Task:
Output an exact reproduction of the data.

-------- Source material --------

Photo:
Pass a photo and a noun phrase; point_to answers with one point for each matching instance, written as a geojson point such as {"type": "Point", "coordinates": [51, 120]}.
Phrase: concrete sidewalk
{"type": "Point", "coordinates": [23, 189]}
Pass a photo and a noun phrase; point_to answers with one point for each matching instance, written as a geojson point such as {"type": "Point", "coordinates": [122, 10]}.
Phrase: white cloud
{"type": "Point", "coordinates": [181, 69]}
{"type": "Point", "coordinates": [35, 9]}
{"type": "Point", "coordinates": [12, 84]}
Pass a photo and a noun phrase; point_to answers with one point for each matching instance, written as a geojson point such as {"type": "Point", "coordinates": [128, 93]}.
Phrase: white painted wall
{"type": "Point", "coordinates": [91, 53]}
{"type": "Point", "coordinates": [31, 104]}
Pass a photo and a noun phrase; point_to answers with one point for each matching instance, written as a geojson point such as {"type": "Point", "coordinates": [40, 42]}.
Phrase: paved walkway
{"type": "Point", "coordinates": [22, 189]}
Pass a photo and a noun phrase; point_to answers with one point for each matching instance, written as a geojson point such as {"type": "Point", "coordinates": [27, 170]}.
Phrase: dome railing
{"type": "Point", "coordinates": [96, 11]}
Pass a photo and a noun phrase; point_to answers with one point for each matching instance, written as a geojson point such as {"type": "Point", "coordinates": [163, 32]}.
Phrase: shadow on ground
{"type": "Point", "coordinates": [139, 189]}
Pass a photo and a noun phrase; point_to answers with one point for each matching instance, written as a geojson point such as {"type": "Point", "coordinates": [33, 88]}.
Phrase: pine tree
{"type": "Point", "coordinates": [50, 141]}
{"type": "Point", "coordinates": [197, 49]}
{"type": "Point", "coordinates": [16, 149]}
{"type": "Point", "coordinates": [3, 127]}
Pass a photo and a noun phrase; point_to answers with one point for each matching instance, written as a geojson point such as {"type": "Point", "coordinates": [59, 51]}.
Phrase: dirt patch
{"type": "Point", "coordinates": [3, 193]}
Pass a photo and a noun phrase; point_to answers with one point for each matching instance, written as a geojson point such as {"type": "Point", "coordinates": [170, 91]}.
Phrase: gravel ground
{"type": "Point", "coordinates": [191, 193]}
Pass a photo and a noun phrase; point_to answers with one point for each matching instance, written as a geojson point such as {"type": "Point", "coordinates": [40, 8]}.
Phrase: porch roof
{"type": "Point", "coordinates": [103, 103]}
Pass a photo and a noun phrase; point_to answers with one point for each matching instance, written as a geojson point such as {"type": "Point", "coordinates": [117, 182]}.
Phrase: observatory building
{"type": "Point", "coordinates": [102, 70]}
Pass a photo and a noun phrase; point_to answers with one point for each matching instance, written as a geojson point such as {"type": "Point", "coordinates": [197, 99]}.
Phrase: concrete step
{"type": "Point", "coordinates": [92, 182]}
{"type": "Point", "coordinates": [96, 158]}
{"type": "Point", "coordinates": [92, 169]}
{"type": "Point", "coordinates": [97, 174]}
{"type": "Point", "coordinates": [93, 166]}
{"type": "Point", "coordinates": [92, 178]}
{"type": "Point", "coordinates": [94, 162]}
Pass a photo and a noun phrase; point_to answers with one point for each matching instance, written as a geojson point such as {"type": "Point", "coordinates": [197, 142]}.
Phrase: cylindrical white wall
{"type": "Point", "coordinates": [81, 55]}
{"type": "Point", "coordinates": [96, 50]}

--------

Finished answer:
Photo:
Pass a photo and a noun phrase; point_to answers with one point for each matching instance, written as a geojson point such as {"type": "Point", "coordinates": [51, 120]}.
Phrase: concrete sidewalk
{"type": "Point", "coordinates": [23, 189]}
Pass a photo and a noun phrase; point_to answers with one point for each matching instance, written as a geojson point such as {"type": "Point", "coordinates": [122, 10]}.
Phrase: white cloud
{"type": "Point", "coordinates": [181, 69]}
{"type": "Point", "coordinates": [35, 9]}
{"type": "Point", "coordinates": [12, 84]}
Pass a photo and a noun phrase; point_to answers with one point for each matching instance, written as a geojson point such as {"type": "Point", "coordinates": [128, 93]}.
Phrase: white painted wall
{"type": "Point", "coordinates": [91, 53]}
{"type": "Point", "coordinates": [31, 104]}
Pass a photo and a noun phrase; point_to answers with one point for each matching instance, written as a geojson point such as {"type": "Point", "coordinates": [40, 42]}.
Phrase: paved walkway
{"type": "Point", "coordinates": [22, 189]}
Pass a photo and a noun phrase; point_to answers with one point for each matching instance, written as a geojson point such as {"type": "Point", "coordinates": [27, 170]}.
Phrase: dome railing
{"type": "Point", "coordinates": [96, 11]}
Pass a photo and a noun phrase; point_to answers with one point for each matching instance, written as a geojson point such as {"type": "Point", "coordinates": [163, 32]}.
Phrase: shadow on ground
{"type": "Point", "coordinates": [139, 189]}
Pass a photo and a noun phrase; point_to answers with one point for each matching instance, written as a geojson point such as {"type": "Point", "coordinates": [33, 88]}.
Phrase: pine tree
{"type": "Point", "coordinates": [50, 141]}
{"type": "Point", "coordinates": [197, 49]}
{"type": "Point", "coordinates": [16, 149]}
{"type": "Point", "coordinates": [3, 127]}
Pass a photo and a noun phrase; point_to answers with one point for each matching instance, written as a geojson point such as {"type": "Point", "coordinates": [59, 51]}.
Phrase: dirt patch
{"type": "Point", "coordinates": [3, 193]}
Pass a photo and a noun phrase; point_to answers with one point for each matching instance, written as a geojson point such as {"type": "Point", "coordinates": [170, 91]}.
Phrase: gravel ground
{"type": "Point", "coordinates": [191, 193]}
Pass a photo and a noun phrase; point_to answers with one point for each matching instance, written as a geojson point such as {"type": "Point", "coordinates": [40, 8]}.
Phrase: porch roof
{"type": "Point", "coordinates": [103, 103]}
Pass a photo and a noun phrase; point_to answers with one point for each matching instance, written as a geojson point such as {"type": "Point", "coordinates": [117, 182]}.
Phrase: observatory building
{"type": "Point", "coordinates": [102, 70]}
Pass a photo and a noun phrase; point_to answers with one point for each matching instance, written as a geojson point such as {"type": "Point", "coordinates": [197, 99]}.
Phrase: concrete step
{"type": "Point", "coordinates": [92, 182]}
{"type": "Point", "coordinates": [96, 158]}
{"type": "Point", "coordinates": [92, 169]}
{"type": "Point", "coordinates": [97, 174]}
{"type": "Point", "coordinates": [93, 166]}
{"type": "Point", "coordinates": [92, 178]}
{"type": "Point", "coordinates": [94, 162]}
Pass a photo and a noun phrase; point_to answers with one point for each matching instance, written as a geojson point such as {"type": "Point", "coordinates": [197, 142]}.
Phrase: cylindrical white wall
{"type": "Point", "coordinates": [81, 55]}
{"type": "Point", "coordinates": [96, 50]}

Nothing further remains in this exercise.